SOURCE MATERIAL:
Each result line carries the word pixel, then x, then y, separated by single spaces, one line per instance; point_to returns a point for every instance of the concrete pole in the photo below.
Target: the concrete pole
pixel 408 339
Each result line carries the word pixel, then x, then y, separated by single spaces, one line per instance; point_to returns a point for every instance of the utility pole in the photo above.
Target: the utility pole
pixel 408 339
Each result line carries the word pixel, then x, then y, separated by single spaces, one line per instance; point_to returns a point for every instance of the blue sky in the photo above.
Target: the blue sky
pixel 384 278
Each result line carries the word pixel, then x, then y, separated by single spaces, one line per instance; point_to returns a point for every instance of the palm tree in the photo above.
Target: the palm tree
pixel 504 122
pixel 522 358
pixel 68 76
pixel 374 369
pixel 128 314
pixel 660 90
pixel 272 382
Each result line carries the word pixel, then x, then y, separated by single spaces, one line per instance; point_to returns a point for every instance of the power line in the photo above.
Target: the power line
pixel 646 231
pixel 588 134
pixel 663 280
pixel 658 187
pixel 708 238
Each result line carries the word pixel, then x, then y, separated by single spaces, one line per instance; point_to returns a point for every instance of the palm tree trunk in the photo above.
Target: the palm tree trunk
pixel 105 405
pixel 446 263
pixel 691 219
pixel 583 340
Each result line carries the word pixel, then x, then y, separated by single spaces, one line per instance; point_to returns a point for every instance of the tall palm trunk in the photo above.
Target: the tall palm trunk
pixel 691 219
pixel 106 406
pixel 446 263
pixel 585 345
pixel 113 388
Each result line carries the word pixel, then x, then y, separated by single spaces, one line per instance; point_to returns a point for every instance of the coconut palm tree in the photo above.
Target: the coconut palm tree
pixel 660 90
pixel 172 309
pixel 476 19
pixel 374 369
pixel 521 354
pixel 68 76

YOUR INSTRUCTIONS: Could you reproduce all the records exactly?

SOLUTION:
Each result line carries the word pixel, then x, then y, separated by single spaces, one line per instance; point_to returns a point for every instance of the concrete pole in the photo below.
Target: the concrete pole
pixel 408 339
Each result line carries the word pixel, then x, then y, separated by single spaces, one line per instance; point_to returns a point for every instance of the utility pole in the photo above.
Target: the utility pole
pixel 408 339
Each result line carries the word pixel, then x, then y, separated by single spaces, one line per instance; point_to returns a point for every instance of the blue sky in the photo above.
Target: the blue sky
pixel 384 278
Each result line carries the word pixel, then x, then y, separated by single spaces, one line per instance; point_to returns a point for every instance of the palm tree in the photo above.
Target: the palm tree
pixel 504 122
pixel 522 358
pixel 68 76
pixel 374 369
pixel 128 314
pixel 660 90
pixel 272 382
Each result line carries the word pixel, then x, then y, separated by single spaces, one line per instance; point_to returns a point for every instance of the power line in the photo above.
Target: the power line
pixel 646 231
pixel 588 134
pixel 663 280
pixel 658 187
pixel 708 238
Each result line carries the word pixel, then x, then y, separated by single spaces, one line per instance; point_to returns a point for every instance of the palm tree trunk in the photo above.
Target: the palm tree trunk
pixel 105 405
pixel 446 263
pixel 691 219
pixel 583 340
Each result line carries the word pixel, then x, then y, separated by single spaces, one line per instance; point_to returns a point for every instance of the tall palm trunk in the photo above.
Target: the tall palm trunk
pixel 691 219
pixel 106 406
pixel 446 263
pixel 585 345
pixel 113 388
Each result line carries the word pixel, then x, then y, separated by single spaces, one line per instance; point_to returns a point for every instance of the coconut palm tree in the photo above.
Target: the coconut palm tree
pixel 660 90
pixel 172 309
pixel 476 19
pixel 374 369
pixel 521 354
pixel 68 76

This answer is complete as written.